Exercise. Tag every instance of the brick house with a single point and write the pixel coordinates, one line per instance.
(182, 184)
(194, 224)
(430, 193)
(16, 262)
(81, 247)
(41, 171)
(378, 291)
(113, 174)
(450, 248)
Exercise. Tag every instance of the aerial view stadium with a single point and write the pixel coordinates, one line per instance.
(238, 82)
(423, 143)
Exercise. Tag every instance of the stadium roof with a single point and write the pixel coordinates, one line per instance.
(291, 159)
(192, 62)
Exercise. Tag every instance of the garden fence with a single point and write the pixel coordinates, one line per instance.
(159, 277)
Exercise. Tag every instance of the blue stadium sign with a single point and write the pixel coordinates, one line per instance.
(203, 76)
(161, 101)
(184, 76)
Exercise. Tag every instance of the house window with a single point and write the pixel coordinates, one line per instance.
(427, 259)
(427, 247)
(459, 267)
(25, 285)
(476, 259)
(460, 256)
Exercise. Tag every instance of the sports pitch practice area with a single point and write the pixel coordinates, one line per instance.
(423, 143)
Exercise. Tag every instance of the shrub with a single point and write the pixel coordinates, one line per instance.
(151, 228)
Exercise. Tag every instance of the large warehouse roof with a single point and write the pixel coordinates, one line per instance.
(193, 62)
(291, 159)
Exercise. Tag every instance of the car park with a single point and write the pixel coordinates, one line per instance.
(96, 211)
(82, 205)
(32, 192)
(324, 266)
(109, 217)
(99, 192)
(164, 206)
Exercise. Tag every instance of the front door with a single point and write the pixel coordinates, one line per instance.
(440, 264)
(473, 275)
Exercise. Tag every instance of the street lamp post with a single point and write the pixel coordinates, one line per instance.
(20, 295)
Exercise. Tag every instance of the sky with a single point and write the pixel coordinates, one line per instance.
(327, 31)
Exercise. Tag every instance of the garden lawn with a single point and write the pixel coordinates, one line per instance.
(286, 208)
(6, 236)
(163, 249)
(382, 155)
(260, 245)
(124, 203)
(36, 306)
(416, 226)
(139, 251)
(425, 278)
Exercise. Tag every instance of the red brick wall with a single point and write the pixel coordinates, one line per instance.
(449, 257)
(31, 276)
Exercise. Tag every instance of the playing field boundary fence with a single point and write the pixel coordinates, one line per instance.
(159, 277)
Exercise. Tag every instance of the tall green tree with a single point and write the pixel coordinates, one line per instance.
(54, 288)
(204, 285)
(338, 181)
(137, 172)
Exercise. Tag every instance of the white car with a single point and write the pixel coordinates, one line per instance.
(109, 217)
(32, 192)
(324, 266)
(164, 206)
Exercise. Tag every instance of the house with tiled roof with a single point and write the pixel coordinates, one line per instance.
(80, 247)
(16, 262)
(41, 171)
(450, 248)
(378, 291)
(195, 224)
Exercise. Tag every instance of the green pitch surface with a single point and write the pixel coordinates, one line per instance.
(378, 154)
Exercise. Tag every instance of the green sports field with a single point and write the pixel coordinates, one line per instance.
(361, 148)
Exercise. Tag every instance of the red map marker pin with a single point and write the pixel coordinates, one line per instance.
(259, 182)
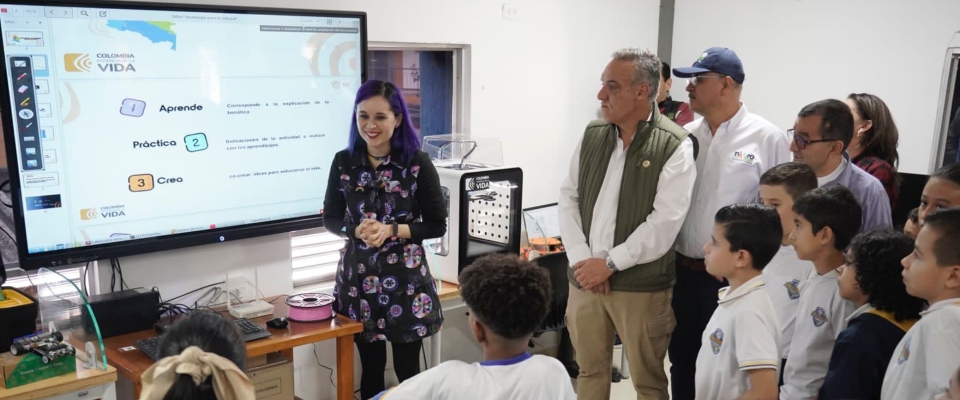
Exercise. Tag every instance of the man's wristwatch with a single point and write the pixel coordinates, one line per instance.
(611, 266)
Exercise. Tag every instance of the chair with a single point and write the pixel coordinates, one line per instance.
(557, 264)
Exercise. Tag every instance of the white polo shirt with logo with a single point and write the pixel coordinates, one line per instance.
(783, 276)
(742, 335)
(927, 356)
(821, 316)
(728, 171)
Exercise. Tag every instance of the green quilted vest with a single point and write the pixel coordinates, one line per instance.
(652, 146)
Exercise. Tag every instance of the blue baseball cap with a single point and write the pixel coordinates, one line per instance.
(715, 59)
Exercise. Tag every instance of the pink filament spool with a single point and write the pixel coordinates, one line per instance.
(310, 307)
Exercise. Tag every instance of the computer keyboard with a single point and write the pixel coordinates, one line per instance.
(251, 331)
(150, 346)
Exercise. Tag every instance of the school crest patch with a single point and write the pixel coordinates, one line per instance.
(819, 317)
(905, 352)
(793, 289)
(716, 340)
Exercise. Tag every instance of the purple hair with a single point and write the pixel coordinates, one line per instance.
(405, 138)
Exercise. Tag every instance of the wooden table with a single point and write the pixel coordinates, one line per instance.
(63, 384)
(448, 291)
(132, 362)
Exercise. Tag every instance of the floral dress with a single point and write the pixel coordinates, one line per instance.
(389, 289)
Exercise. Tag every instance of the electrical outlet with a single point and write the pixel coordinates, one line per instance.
(510, 11)
(239, 289)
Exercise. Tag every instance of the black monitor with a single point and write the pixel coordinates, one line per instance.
(136, 127)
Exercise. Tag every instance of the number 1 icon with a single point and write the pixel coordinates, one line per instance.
(133, 107)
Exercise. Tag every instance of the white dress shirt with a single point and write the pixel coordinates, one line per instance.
(927, 356)
(833, 175)
(654, 237)
(728, 170)
(742, 335)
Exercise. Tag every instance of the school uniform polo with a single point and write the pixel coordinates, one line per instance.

:: THE REQUEST ::
Quote each entry above verbatim and drop the pictures.

:: SOLUTION TO THIS EXERCISE ::
Exercise. Tag every instance of the brick house with a single point and write the pixel coordinates, one line per instance.
(182, 184)
(194, 224)
(430, 193)
(16, 262)
(81, 247)
(41, 171)
(378, 291)
(113, 174)
(450, 248)
Exercise. Tag every instance of the aerial view stadium with a single point and write the pixel coordinates, one line per instance.
(238, 82)
(423, 143)
Exercise. Tag every instance of the stadium roof with a single point and write the pixel coordinates, one line per instance.
(291, 159)
(192, 62)
Exercise. Tag every instance of the garden fence with a single point and write the pixel coordinates, one line per instance.
(159, 277)
Exercise. Tag every instance of the blue stadium sign with a single point and write the pixel coordinates, one line per instance.
(203, 76)
(161, 101)
(184, 76)
Exercise. Tag every instance of the house window with a single point and write the pixel coordinates, one line per instance.
(427, 259)
(427, 247)
(459, 267)
(25, 285)
(476, 259)
(460, 256)
Exercise. Tag every instance of the sports pitch practice area with a single point and write the pixel coordinates, one line per instance.
(423, 143)
Exercise. Tag every instance of the shrub with a single point and write the pixel coordinates, one line per instance.
(151, 228)
Exercise. Tag every instance of the large warehouse roof with a single point and write the pixel coordinates, one line per instance.
(193, 62)
(291, 159)
Exercise. Tag every instance of the car park with a single point and write the pixel coordinates, one line per instance.
(96, 211)
(82, 205)
(32, 192)
(324, 266)
(109, 217)
(99, 192)
(164, 206)
Exercise. Tag every instance of the front door with a single point and write the pixel coordinates, one line per instance.
(440, 264)
(473, 275)
Exercise. Tag every instance of the street lamp post with a single point and write the pixel coordinates, one line per instance.
(20, 295)
Exercise. Tag every instance of the sky with a single point and write the pixel coordinates, one line per instance.
(327, 31)
Exercise. Tag every instance of the garden lawn with a single point and write the pixel coordinates, one line per instance.
(286, 208)
(6, 236)
(163, 249)
(382, 155)
(260, 245)
(124, 203)
(36, 306)
(416, 226)
(139, 251)
(425, 278)
Exercise. Tag every instance of the red brick wall with a single point and write the pixel coordinates, one line per instance.
(449, 257)
(31, 276)
Exercise. Tag every instance of the playing field boundary fence with a single point and write the pixel coordinates, one line per instance.
(159, 277)
Exercise. Tag every instance of the tall green tree with a single point and write the pixel coordinates, one line per instance.
(54, 288)
(204, 285)
(338, 181)
(137, 172)
Exercise. Tag every instance of the white car with a single point and write the pixel coordinates, one line per instance.
(109, 217)
(32, 192)
(324, 266)
(164, 206)
Exercise. Tag every instance of the house with tiled roof with a single point and write the pixel coordinates, one line per instance.
(80, 247)
(16, 262)
(41, 171)
(450, 248)
(378, 291)
(195, 224)
Exercise. Tag every instance of the green pitch surface with a single point and write the pixel coordinates, one line per instance.
(378, 154)
Exercise. Tag every instance of the green sports field with a single point and write the pixel coordinates, one line per instance.
(361, 148)
Exercise. Tag every instance of the red map marker pin with a single point and write the pixel coordinates, one line per instance.
(259, 182)
Exercise. Tag every instance of the man's wristwatch with a single point and write the pixel coordinates, one line per instance.
(611, 266)
Exercise. Tag every instance of the chair with a single point and write the pixel coordinates, one line per instance.
(557, 264)
Exercise. Tag every instance of the white polo shirt with logo with a single point and write the pixel coordinates, one line per instance.
(783, 276)
(742, 335)
(927, 356)
(821, 316)
(728, 171)
Exercise. Tag every instance of the green quilted vest with a single point and write the pixel coordinates, one line per instance.
(652, 146)
Exercise. Tag every instance of the blue baseball cap with a single point and write the pixel coordinates, one line per instance.
(715, 59)
Exercise. Tag every instance of the pink filament spool with a single point and write the pixel coordinates, one line per instance.
(310, 307)
Exercise. Tag every instance of the computer keyboard with a single point and write the pixel coordinates, one line per instance.
(251, 331)
(150, 346)
Exercise. Tag every instance of the school crest patch with a single point and write the pixel coordinates, one line per instance.
(819, 317)
(905, 352)
(793, 289)
(716, 340)
Exercise. Tag every instance of the purple hair with a single point and write the pixel coordinates, one line per instance.
(405, 138)
Exercise. Tag every instance of the wooden table with a single point and write the pixel coordinates, one line per instance.
(63, 384)
(448, 291)
(132, 362)
Exercise. Tag every instance of the floral dress with a single point and write the pixel coordinates, one line per instance.
(389, 289)
Exercise. Tag every instance of the electrical outlet with a single point and write the pixel coordinates, one line per instance.
(510, 11)
(239, 289)
Exercise. Tag every instance of the black monitor with a single point and write the pixel coordinates, one line per instance.
(136, 127)
Exercise. Tag every instance of the number 1 icon with a single point and write the pixel coordinates, one line per instance.
(133, 107)
Exercise. Tag every instance of the white dress shirt with a single point and write the pixel coordinates, one line per instance.
(927, 356)
(833, 175)
(654, 237)
(728, 170)
(742, 335)
Exercise. Tag every instance of the school uniform polo with a single point and write the pixel coordinates, one line per instance.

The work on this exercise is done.